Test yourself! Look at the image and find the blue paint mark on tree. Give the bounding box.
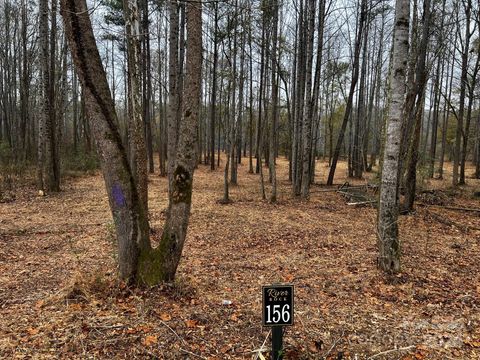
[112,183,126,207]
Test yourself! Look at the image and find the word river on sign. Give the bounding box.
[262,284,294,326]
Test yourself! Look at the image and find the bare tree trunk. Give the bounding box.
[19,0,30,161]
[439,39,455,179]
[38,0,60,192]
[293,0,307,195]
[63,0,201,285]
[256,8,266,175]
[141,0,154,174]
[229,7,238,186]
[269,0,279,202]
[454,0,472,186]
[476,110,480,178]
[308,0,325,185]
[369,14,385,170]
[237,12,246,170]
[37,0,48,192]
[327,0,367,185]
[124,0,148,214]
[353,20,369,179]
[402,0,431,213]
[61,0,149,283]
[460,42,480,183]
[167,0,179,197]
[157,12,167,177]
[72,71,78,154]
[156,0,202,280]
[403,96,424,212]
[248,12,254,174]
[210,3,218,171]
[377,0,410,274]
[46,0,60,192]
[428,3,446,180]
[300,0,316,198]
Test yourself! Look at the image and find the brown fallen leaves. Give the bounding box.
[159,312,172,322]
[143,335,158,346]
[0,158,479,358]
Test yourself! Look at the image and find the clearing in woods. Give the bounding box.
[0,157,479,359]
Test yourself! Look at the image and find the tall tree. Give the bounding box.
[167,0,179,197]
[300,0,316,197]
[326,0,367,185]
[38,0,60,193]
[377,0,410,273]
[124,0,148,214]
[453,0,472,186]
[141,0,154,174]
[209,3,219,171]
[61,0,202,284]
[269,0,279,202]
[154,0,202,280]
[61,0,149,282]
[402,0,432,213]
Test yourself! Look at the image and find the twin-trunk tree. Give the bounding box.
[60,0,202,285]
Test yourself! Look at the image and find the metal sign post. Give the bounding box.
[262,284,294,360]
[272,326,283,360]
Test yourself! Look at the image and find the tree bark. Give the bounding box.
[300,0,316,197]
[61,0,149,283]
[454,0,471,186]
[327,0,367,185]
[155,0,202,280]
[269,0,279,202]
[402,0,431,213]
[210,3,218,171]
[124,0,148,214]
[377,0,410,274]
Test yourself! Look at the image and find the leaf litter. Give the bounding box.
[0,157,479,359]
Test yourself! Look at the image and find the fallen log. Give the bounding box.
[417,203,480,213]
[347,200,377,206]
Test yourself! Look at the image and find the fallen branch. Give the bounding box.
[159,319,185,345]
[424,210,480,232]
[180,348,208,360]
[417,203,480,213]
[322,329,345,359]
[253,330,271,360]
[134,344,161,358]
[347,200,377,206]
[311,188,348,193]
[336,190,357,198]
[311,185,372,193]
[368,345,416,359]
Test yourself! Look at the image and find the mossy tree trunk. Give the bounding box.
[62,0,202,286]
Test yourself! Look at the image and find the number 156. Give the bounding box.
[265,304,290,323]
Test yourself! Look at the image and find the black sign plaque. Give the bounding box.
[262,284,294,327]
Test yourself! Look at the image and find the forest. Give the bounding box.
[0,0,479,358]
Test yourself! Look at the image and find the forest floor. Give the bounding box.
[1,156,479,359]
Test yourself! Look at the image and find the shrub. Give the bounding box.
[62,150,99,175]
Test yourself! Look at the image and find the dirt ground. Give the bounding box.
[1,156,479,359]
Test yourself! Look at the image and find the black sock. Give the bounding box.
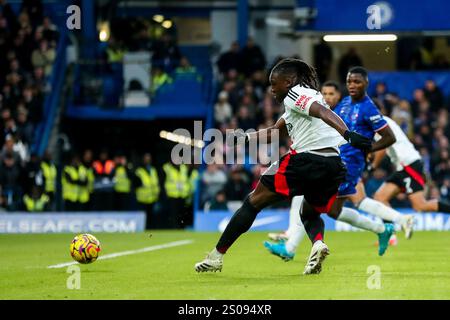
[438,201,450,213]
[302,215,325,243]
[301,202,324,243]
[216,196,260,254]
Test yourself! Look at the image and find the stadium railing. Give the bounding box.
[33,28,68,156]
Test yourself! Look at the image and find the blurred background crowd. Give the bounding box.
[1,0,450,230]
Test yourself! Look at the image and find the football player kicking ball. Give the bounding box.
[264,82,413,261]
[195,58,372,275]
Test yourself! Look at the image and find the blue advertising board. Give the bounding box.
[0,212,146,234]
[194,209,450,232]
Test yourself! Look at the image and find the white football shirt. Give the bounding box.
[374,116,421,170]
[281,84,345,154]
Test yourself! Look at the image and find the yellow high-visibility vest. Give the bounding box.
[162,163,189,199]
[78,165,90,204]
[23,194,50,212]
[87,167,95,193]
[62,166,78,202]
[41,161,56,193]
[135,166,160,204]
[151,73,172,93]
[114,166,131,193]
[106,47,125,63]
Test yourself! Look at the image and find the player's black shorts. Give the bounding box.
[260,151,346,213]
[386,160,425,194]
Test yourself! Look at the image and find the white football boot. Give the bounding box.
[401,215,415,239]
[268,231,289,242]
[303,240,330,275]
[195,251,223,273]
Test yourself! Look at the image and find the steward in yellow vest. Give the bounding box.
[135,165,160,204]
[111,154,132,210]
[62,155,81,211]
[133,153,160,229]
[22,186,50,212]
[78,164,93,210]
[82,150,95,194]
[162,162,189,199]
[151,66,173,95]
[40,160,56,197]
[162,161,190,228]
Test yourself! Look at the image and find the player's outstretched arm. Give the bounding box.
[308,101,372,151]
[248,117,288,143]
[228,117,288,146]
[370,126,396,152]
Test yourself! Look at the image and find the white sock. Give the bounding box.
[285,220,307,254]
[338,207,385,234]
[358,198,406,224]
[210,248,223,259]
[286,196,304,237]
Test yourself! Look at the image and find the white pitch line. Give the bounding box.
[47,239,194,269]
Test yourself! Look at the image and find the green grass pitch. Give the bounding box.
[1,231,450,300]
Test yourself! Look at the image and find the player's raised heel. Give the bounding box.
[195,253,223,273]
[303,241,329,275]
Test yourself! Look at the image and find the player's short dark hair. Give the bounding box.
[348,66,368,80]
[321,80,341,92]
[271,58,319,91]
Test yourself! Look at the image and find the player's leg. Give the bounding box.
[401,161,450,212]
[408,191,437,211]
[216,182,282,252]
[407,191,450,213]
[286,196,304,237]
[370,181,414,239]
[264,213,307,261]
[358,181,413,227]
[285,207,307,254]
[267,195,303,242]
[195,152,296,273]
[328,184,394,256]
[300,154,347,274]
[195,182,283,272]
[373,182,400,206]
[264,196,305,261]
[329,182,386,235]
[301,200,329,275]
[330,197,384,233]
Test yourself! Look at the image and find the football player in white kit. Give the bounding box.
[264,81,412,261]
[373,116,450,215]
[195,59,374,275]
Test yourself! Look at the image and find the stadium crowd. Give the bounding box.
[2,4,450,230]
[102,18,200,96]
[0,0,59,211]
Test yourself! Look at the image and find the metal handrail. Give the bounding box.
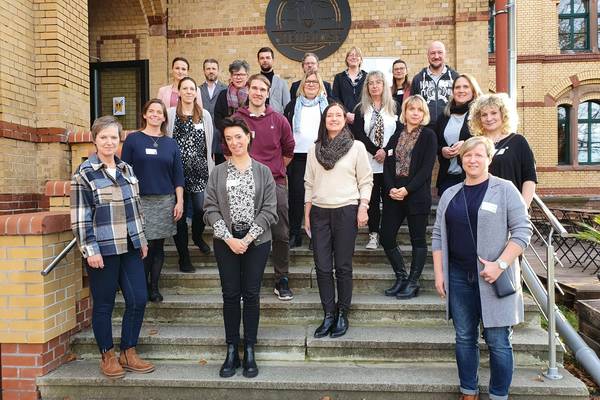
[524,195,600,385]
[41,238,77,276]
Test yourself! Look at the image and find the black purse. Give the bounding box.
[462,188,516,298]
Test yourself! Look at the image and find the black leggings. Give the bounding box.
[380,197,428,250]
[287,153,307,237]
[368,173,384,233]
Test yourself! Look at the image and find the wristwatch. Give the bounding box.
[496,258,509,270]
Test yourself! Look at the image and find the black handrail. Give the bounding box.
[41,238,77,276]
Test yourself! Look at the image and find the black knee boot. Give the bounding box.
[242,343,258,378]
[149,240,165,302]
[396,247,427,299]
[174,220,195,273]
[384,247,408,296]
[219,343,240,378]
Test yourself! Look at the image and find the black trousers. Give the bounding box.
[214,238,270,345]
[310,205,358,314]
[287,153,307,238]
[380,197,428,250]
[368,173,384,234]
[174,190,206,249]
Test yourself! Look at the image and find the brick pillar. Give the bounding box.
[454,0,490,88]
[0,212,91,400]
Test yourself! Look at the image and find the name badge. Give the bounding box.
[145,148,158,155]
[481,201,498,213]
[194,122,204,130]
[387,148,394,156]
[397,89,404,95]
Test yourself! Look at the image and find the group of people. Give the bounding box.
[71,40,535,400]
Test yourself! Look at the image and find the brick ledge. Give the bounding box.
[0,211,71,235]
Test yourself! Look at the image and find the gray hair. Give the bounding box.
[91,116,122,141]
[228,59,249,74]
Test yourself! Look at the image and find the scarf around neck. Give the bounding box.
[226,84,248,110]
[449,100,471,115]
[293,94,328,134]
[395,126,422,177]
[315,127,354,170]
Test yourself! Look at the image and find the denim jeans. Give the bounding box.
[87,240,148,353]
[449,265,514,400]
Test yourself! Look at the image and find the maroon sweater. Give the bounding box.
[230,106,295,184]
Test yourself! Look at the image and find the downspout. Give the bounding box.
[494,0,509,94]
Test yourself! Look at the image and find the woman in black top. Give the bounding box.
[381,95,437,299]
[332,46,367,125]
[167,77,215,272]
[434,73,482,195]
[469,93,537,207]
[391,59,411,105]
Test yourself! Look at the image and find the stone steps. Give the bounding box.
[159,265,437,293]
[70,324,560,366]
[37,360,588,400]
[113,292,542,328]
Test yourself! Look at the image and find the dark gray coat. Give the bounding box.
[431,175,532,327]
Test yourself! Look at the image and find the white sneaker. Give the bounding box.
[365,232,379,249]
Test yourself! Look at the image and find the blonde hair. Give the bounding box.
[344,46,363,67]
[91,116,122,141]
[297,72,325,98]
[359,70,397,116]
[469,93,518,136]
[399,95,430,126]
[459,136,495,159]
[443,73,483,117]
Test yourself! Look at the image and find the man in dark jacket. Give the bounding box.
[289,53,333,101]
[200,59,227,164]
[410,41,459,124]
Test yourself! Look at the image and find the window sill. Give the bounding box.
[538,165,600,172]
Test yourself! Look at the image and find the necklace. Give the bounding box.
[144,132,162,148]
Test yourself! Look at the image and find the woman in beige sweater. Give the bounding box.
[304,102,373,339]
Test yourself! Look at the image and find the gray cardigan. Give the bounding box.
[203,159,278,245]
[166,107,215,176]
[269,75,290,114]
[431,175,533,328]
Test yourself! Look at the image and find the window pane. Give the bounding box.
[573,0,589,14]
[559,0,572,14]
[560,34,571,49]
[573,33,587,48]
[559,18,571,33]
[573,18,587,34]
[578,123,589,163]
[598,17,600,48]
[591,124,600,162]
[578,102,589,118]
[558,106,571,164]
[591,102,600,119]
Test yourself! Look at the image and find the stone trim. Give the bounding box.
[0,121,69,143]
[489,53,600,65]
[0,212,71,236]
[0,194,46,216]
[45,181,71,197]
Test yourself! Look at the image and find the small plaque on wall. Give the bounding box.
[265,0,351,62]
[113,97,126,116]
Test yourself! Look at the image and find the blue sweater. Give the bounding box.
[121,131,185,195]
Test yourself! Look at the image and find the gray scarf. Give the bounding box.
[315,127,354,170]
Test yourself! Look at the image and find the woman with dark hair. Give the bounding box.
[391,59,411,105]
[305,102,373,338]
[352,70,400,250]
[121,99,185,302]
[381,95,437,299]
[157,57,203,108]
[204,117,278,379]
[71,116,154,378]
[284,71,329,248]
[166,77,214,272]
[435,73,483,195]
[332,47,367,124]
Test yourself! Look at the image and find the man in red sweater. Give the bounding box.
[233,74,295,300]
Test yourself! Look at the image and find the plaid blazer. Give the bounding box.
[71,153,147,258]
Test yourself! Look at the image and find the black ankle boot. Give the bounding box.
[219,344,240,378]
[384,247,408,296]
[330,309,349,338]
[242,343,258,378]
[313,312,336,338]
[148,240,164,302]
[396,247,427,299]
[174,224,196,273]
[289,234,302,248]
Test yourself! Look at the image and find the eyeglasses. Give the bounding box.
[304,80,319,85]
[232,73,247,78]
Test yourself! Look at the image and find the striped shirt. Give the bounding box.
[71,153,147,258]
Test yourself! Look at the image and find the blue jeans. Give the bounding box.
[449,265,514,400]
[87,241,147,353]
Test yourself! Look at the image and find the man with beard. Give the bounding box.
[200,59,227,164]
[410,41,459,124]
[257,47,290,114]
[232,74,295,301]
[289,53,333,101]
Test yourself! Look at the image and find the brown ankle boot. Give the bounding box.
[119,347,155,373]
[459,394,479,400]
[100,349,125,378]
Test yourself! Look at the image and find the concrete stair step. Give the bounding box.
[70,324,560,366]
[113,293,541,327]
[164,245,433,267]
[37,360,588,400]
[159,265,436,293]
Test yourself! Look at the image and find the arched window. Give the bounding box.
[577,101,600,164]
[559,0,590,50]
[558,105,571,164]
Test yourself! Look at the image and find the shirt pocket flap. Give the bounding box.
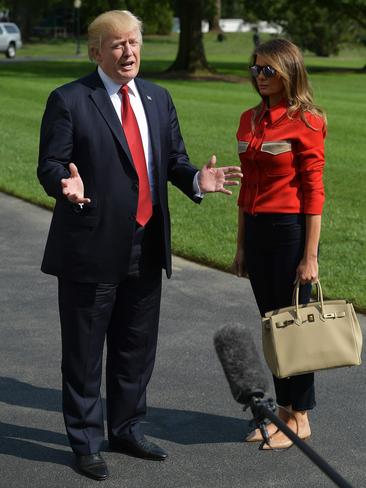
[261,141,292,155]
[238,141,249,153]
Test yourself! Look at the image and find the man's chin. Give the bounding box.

• Exercise objective:
Copy only the lines running from the one that holds "Test yourself! Look at the image and find the plaid" through the last line of the data, and include both of those lines. Do not copy any pictures.

• Task solution:
Test yourself! Look at the image and find the plaid blazer. Give the bounding box.
[71,153,147,258]
Test yourself! Look at the image and find the black ankle boot. Give the bounding box.
[219,344,240,378]
[384,247,408,296]
[330,309,349,338]
[242,343,258,378]
[313,312,336,338]
[148,240,164,302]
[396,247,427,299]
[174,224,196,273]
[289,234,302,248]
Test yourself! Look at the image and find the eyeglasses. Give the bounding box.
[304,80,319,85]
[232,73,247,78]
Test yourself! Look at the image and find the striped shirt. Give the bounding box.
[71,153,147,258]
Test yourself! Look at the image and find the blue jeans. Give the bounding box.
[449,265,514,400]
[87,241,147,353]
Test yourself! Look at the image and find the man with beard. Give the bounding box.
[200,59,227,164]
[410,41,459,124]
[257,47,290,114]
[232,74,295,301]
[289,53,333,101]
Test yourself! Look at the image and find the brown ankle boot. Give the bounding box.
[119,347,155,373]
[459,394,479,400]
[100,349,125,378]
Test yourself! Look at the image and find the concrete stair step. Give the bounding box.
[70,324,560,366]
[113,293,541,327]
[164,245,433,267]
[37,360,588,400]
[159,265,436,293]
Test yourself! Look at the image and find the arched window. Give the bounding box.
[577,101,600,164]
[559,0,590,50]
[558,105,571,164]
Test yourself! Look at the image and find the shirt pocket flap. Give the bounding box.
[261,141,292,155]
[238,141,249,153]
Test yourself! Look at the image and find the man's chin. Give the bounding box.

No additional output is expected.